_INSTRUCTIONS FOR THE TASK_:
Hand back each record exactly as you find it.

_DATASET EXTRACT_:
+-------+
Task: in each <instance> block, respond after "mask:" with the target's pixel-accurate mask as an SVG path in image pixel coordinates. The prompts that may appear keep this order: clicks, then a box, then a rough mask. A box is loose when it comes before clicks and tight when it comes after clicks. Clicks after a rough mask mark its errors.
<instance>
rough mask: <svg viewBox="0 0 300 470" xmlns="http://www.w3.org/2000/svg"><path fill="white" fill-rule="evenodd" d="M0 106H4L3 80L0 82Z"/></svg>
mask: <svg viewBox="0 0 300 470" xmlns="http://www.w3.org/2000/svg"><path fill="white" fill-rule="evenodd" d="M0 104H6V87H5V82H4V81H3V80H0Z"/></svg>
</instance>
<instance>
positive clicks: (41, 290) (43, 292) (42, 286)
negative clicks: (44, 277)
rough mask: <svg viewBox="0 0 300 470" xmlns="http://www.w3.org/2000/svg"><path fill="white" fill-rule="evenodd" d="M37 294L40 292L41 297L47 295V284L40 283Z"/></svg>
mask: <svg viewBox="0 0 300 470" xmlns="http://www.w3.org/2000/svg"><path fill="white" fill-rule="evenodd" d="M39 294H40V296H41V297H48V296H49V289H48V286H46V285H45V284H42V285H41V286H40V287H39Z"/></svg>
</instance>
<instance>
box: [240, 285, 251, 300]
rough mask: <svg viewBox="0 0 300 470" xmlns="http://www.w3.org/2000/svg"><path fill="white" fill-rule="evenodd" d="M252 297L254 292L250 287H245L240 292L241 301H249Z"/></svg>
+-------+
_TASK ANSWER_:
Task: in each <instance> block, respond after "mask:" with the target's pixel-accurate mask as an SVG path in image pixel coordinates. The prompts that may appear keep this order: clicks, then a box, then a rough mask. A box is loose when it comes before clicks and tight when it comes after clicks. Clicks after a rough mask mark its errors.
<instance>
rough mask: <svg viewBox="0 0 300 470" xmlns="http://www.w3.org/2000/svg"><path fill="white" fill-rule="evenodd" d="M0 106H4L3 80L0 82Z"/></svg>
mask: <svg viewBox="0 0 300 470" xmlns="http://www.w3.org/2000/svg"><path fill="white" fill-rule="evenodd" d="M0 104H6V87H5V82H4V81H3V80H0Z"/></svg>
</instance>
<instance>
positive clicks: (41, 290) (43, 292) (42, 286)
negative clicks: (44, 277)
rough mask: <svg viewBox="0 0 300 470" xmlns="http://www.w3.org/2000/svg"><path fill="white" fill-rule="evenodd" d="M37 294L40 292L41 297L47 295V284L40 283Z"/></svg>
mask: <svg viewBox="0 0 300 470" xmlns="http://www.w3.org/2000/svg"><path fill="white" fill-rule="evenodd" d="M39 294H40V296H41V297H48V296H49V289H48V286H46V285H45V284H42V285H41V286H40V287H39Z"/></svg>
</instance>
<instance>
box: [240, 285, 251, 300]
rough mask: <svg viewBox="0 0 300 470" xmlns="http://www.w3.org/2000/svg"><path fill="white" fill-rule="evenodd" d="M252 297L254 292L250 287H245L240 292L241 301H249Z"/></svg>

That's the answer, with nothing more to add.